| What to produce |
Recast every line of the listing as a numbered list, skipping any blank lines and leaving the pictures out.

| Raw records |
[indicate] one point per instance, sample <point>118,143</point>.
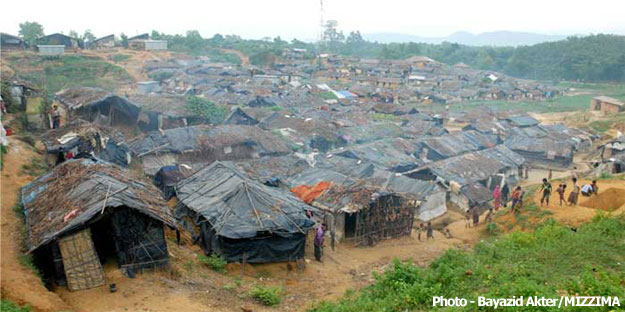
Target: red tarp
<point>307,193</point>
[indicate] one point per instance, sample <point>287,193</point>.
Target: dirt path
<point>19,283</point>
<point>245,61</point>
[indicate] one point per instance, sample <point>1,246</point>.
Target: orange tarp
<point>307,193</point>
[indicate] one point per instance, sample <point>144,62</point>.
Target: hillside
<point>493,38</point>
<point>548,262</point>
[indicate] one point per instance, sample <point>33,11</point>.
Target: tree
<point>217,39</point>
<point>205,109</point>
<point>124,40</point>
<point>354,37</point>
<point>331,33</point>
<point>194,40</point>
<point>88,36</point>
<point>31,31</point>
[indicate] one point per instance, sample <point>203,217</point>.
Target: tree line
<point>587,58</point>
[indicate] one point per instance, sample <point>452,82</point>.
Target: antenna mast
<point>321,36</point>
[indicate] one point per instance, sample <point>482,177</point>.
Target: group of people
<point>587,190</point>
<point>501,196</point>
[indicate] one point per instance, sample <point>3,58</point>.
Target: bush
<point>267,295</point>
<point>120,57</point>
<point>160,75</point>
<point>215,262</point>
<point>10,306</point>
<point>205,109</point>
<point>544,262</point>
<point>28,139</point>
<point>492,229</point>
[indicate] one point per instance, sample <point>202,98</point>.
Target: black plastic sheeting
<point>239,207</point>
<point>139,239</point>
<point>255,250</point>
<point>166,179</point>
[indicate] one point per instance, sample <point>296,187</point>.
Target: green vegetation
<point>160,75</point>
<point>215,262</point>
<point>384,117</point>
<point>31,31</point>
<point>69,71</point>
<point>120,57</point>
<point>607,123</point>
<point>327,95</point>
<point>9,306</point>
<point>36,168</point>
<point>205,109</point>
<point>546,262</point>
<point>267,295</point>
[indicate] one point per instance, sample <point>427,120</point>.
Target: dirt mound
<point>18,282</point>
<point>608,200</point>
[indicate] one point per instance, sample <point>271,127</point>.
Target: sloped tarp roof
<point>167,104</point>
<point>187,139</point>
<point>240,117</point>
<point>540,144</point>
<point>238,207</point>
<point>523,121</point>
<point>86,97</point>
<point>458,143</point>
<point>393,154</point>
<point>475,166</point>
<point>68,136</point>
<point>78,188</point>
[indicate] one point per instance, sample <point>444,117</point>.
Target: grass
<point>267,295</point>
<point>556,105</point>
<point>607,122</point>
<point>69,71</point>
<point>36,168</point>
<point>559,104</point>
<point>551,261</point>
<point>215,262</point>
<point>120,57</point>
<point>9,306</point>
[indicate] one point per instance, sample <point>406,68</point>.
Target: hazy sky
<point>300,18</point>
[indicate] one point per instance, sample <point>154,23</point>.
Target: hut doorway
<point>350,224</point>
<point>80,261</point>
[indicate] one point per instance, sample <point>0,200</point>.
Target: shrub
<point>205,109</point>
<point>267,295</point>
<point>160,75</point>
<point>215,262</point>
<point>544,262</point>
<point>492,229</point>
<point>120,57</point>
<point>28,139</point>
<point>10,306</point>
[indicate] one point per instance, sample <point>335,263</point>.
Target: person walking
<point>574,193</point>
<point>546,189</point>
<point>467,218</point>
<point>430,231</point>
<point>561,190</point>
<point>516,195</point>
<point>595,187</point>
<point>319,241</point>
<point>505,194</point>
<point>476,216</point>
<point>496,197</point>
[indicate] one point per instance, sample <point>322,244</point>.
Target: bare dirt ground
<point>19,283</point>
<point>191,286</point>
<point>245,61</point>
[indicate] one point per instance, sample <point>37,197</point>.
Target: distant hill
<point>494,38</point>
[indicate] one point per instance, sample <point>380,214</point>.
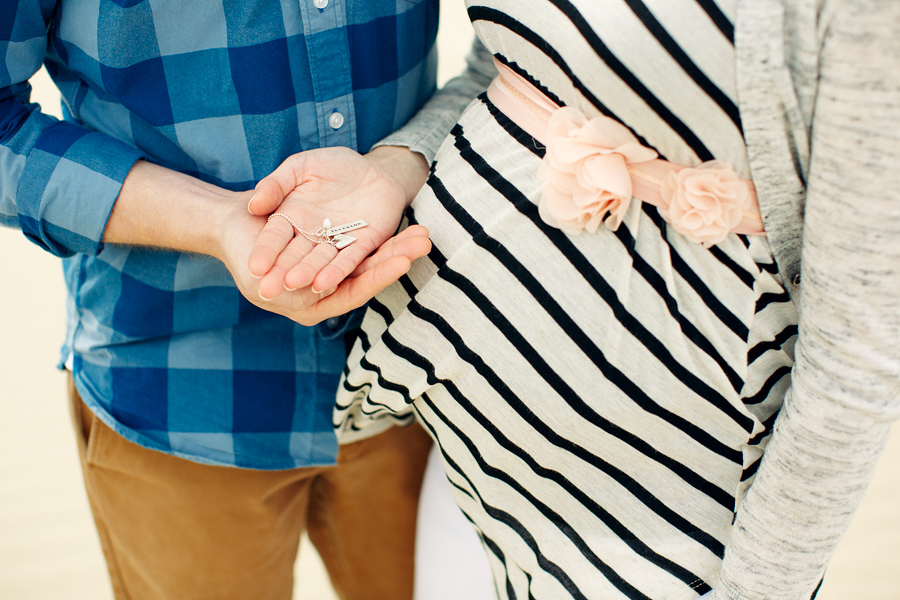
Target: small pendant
<point>341,241</point>
<point>329,231</point>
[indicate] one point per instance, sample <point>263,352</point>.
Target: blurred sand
<point>48,546</point>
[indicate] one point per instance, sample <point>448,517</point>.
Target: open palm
<point>337,184</point>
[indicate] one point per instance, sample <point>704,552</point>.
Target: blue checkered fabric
<point>162,346</point>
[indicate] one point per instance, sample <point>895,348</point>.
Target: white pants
<point>451,563</point>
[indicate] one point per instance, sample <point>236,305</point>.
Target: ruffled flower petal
<point>704,203</point>
<point>586,167</point>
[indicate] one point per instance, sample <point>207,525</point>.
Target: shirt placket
<point>325,29</point>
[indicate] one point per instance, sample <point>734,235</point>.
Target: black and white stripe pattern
<point>602,400</point>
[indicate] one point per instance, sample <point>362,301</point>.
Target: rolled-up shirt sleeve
<point>58,179</point>
<point>845,389</point>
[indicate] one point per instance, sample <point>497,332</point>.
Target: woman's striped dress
<point>602,400</point>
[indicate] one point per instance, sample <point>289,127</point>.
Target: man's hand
<point>166,209</point>
<point>342,186</point>
<point>240,231</point>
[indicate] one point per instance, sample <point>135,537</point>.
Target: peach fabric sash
<point>594,167</point>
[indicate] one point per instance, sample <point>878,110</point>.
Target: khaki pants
<point>172,529</point>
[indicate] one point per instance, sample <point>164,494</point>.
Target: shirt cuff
<point>68,187</point>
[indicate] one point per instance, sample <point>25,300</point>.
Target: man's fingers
<point>412,243</point>
<point>354,292</point>
<point>272,240</point>
<point>302,273</point>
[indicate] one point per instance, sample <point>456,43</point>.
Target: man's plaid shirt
<point>162,346</point>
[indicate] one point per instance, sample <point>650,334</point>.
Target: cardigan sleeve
<point>426,131</point>
<point>845,388</point>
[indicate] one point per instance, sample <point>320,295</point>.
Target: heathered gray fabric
<point>819,87</point>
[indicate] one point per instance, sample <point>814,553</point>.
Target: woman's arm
<point>846,380</point>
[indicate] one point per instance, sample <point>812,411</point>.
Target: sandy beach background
<point>48,546</point>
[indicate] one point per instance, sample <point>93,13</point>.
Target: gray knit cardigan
<point>819,95</point>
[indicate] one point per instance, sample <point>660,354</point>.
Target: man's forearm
<point>408,167</point>
<point>164,208</point>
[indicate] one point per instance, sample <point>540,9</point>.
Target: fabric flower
<point>586,171</point>
<point>704,203</point>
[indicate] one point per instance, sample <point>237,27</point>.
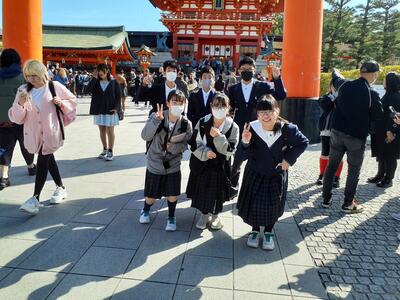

| Problem solution |
1. [indicate] one point per instance, sample <point>118,143</point>.
2. Target: red tarp
3. <point>307,193</point>
4. [indicate] one point per instance, sample <point>287,193</point>.
5. Target: dirt path
6. <point>19,283</point>
7. <point>245,61</point>
8. [indicate] one point per instance, sample <point>1,246</point>.
9. Target: orange tarp
10. <point>307,193</point>
11. [indicate] one point per instance, sample <point>144,62</point>.
12. Target: hillside
13. <point>493,38</point>
14. <point>548,262</point>
15. [indicate] one point per instance, sample <point>33,11</point>.
16. Target: tree
17. <point>217,39</point>
18. <point>205,109</point>
19. <point>124,40</point>
20. <point>354,37</point>
21. <point>331,33</point>
22. <point>194,40</point>
23. <point>88,36</point>
24. <point>31,31</point>
25. [indicate] one point per instance, sample <point>203,217</point>.
26. Target: tree line
27. <point>587,58</point>
28. [indicate] one point per instance, sample <point>452,82</point>.
29. Target: antenna mast
30. <point>321,36</point>
31. [indicate] one point per instance, sample <point>482,177</point>.
32. Target: group of people
33. <point>587,190</point>
34. <point>501,196</point>
35. [indicate] one point per instance, sample <point>3,58</point>.
36. Target: bush
37. <point>267,295</point>
38. <point>120,57</point>
39. <point>160,75</point>
40. <point>215,262</point>
41. <point>10,306</point>
42. <point>205,109</point>
43. <point>544,262</point>
44. <point>28,139</point>
45. <point>492,229</point>
46. [indicate] one point per instance, sample <point>202,98</point>.
47. Target: black plastic sheeting
48. <point>239,207</point>
49. <point>139,239</point>
50. <point>255,250</point>
51. <point>166,179</point>
52. [indicate] one point per instance, sample <point>296,187</point>.
53. Target: green vegetation
54. <point>160,75</point>
55. <point>215,262</point>
56. <point>384,117</point>
57. <point>31,31</point>
58. <point>69,71</point>
59. <point>120,57</point>
60. <point>607,123</point>
61. <point>327,95</point>
62. <point>9,306</point>
63. <point>36,168</point>
64. <point>205,109</point>
65. <point>546,262</point>
66. <point>267,295</point>
67. [indicate] one point per instance, sample <point>427,120</point>.
68. Target: dirt mound
69. <point>18,282</point>
70. <point>608,200</point>
71. [indicate] one point per instance, sample <point>271,127</point>.
72. Target: sloped tarp roof
73. <point>167,104</point>
74. <point>187,139</point>
75. <point>240,117</point>
76. <point>540,144</point>
77. <point>238,207</point>
78. <point>523,121</point>
79. <point>86,97</point>
80. <point>458,143</point>
81. <point>393,154</point>
82. <point>475,166</point>
83. <point>68,136</point>
84. <point>78,188</point>
85. [indicate] one point per instance, sample <point>444,117</point>.
86. Target: grass
87. <point>267,295</point>
88. <point>556,105</point>
89. <point>607,122</point>
90. <point>69,71</point>
91. <point>36,168</point>
92. <point>559,104</point>
93. <point>551,261</point>
94. <point>215,262</point>
95. <point>120,57</point>
96. <point>9,306</point>
97. [indicate] one point per instance, sample <point>406,68</point>.
98. Target: hazy sky
99. <point>300,18</point>
100. [indicate] one point per instance, sample <point>154,23</point>.
101. Target: hut doorway
102. <point>350,224</point>
103. <point>80,261</point>
104. [indicate] one point per instance, sample <point>0,200</point>.
105. Target: shrub
106. <point>205,109</point>
107. <point>267,295</point>
108. <point>160,75</point>
109. <point>215,262</point>
110. <point>544,262</point>
111. <point>492,229</point>
112. <point>120,57</point>
113. <point>28,139</point>
114. <point>10,306</point>
115. [indicate] one point per instance, sample <point>335,263</point>.
116. Target: person walking
117. <point>574,193</point>
118. <point>546,189</point>
119. <point>467,218</point>
120. <point>430,231</point>
121. <point>561,190</point>
122. <point>516,195</point>
123. <point>595,187</point>
124. <point>319,241</point>
125. <point>505,194</point>
126. <point>476,216</point>
127. <point>496,197</point>
128. [indicate] one point per instance, sample <point>322,244</point>.
129. Target: bare dirt ground
130. <point>19,283</point>
131. <point>191,286</point>
132. <point>245,61</point>
133. [indicate] one point per instance, sample <point>37,197</point>.
134. Target: distant hill
135. <point>494,38</point>
136. [indicate] one point per instance, sample <point>380,214</point>.
137. Target: small pendant
138. <point>341,241</point>
139. <point>329,231</point>
140. [indicate] one point per instance, sample <point>263,352</point>.
141. Target: blurred sand
142. <point>48,546</point>
143. [indicate] one point per instance, sample <point>448,517</point>.
144. Target: open palm
145. <point>337,184</point>
146. [indicate] one point per instance, sample <point>704,552</point>.
147. Target: blue checkered fabric
148. <point>162,346</point>
149. [indicate] one point per instance, sample <point>895,348</point>.
150. Target: white pants
151. <point>451,563</point>
152. [indicate] one point per instance, sample <point>236,305</point>.
153. Target: ruffled flower petal
154. <point>704,203</point>
155. <point>586,167</point>
156. [indicate] one point per instance, sample <point>207,525</point>.
157. Target: shirt placket
158. <point>325,29</point>
159. [indicate] one point per instance, sample <point>734,235</point>.
160. Target: black and white stripe pattern
161. <point>602,400</point>
162. [indicate] one point per instance, sample <point>362,301</point>.
163. Target: rolled-up shirt sleeve
164. <point>58,179</point>
165. <point>845,389</point>
166. [indicate] one point per instance, sample <point>497,332</point>.
167. Target: woman's striped dress
168. <point>602,400</point>
169. [indicate] one point per instance, sample <point>289,127</point>.
170. Target: man's hand
171. <point>166,209</point>
172. <point>342,186</point>
173. <point>240,231</point>
174. [indicate] one point per instance, sample <point>135,537</point>.
175. Target: peach fabric sash
176. <point>594,167</point>
177. [indicate] one point per instance, sample <point>878,110</point>.
178. Target: khaki pants
179. <point>172,529</point>
180. [indicate] one point per instance, sample <point>164,494</point>.
181. Target: shirt cuff
182. <point>68,187</point>
183. [indicate] one point per instance, sample <point>25,300</point>.
184. Target: man's fingers
185. <point>412,243</point>
186. <point>354,292</point>
187. <point>272,240</point>
188. <point>302,273</point>
189. [indicate] one point per instance, sample <point>456,43</point>.
190. Target: man's plaid shirt
191. <point>162,346</point>
192. [indicate] one point per instance, sample <point>650,334</point>.
193. Target: cardigan sleeve
194. <point>426,131</point>
195. <point>845,388</point>
196. [indicate] one point per instance, sample <point>320,295</point>.
197. Target: heathered gray fabric
198. <point>819,87</point>
199. [indicate] one point per instance, sample <point>814,553</point>.
200. Target: woman's arm
201. <point>846,380</point>
202. [indicate] one point per instance, sample <point>812,411</point>.
203. Target: sandy beach background
204. <point>48,546</point>
205. [indicate] one point per instance, sample <point>93,13</point>.
206. Target: gray knit cardigan
207. <point>819,95</point>
208. [indicate] one point per instance, sample <point>660,354</point>.
209. Target: man's forearm
210. <point>408,167</point>
211. <point>164,208</point>
212. [indicate] one point per instance, sample <point>540,9</point>.
213. Target: fabric flower
214. <point>586,171</point>
215. <point>704,203</point>
216. [indicate] one point per instance, sample <point>237,27</point>.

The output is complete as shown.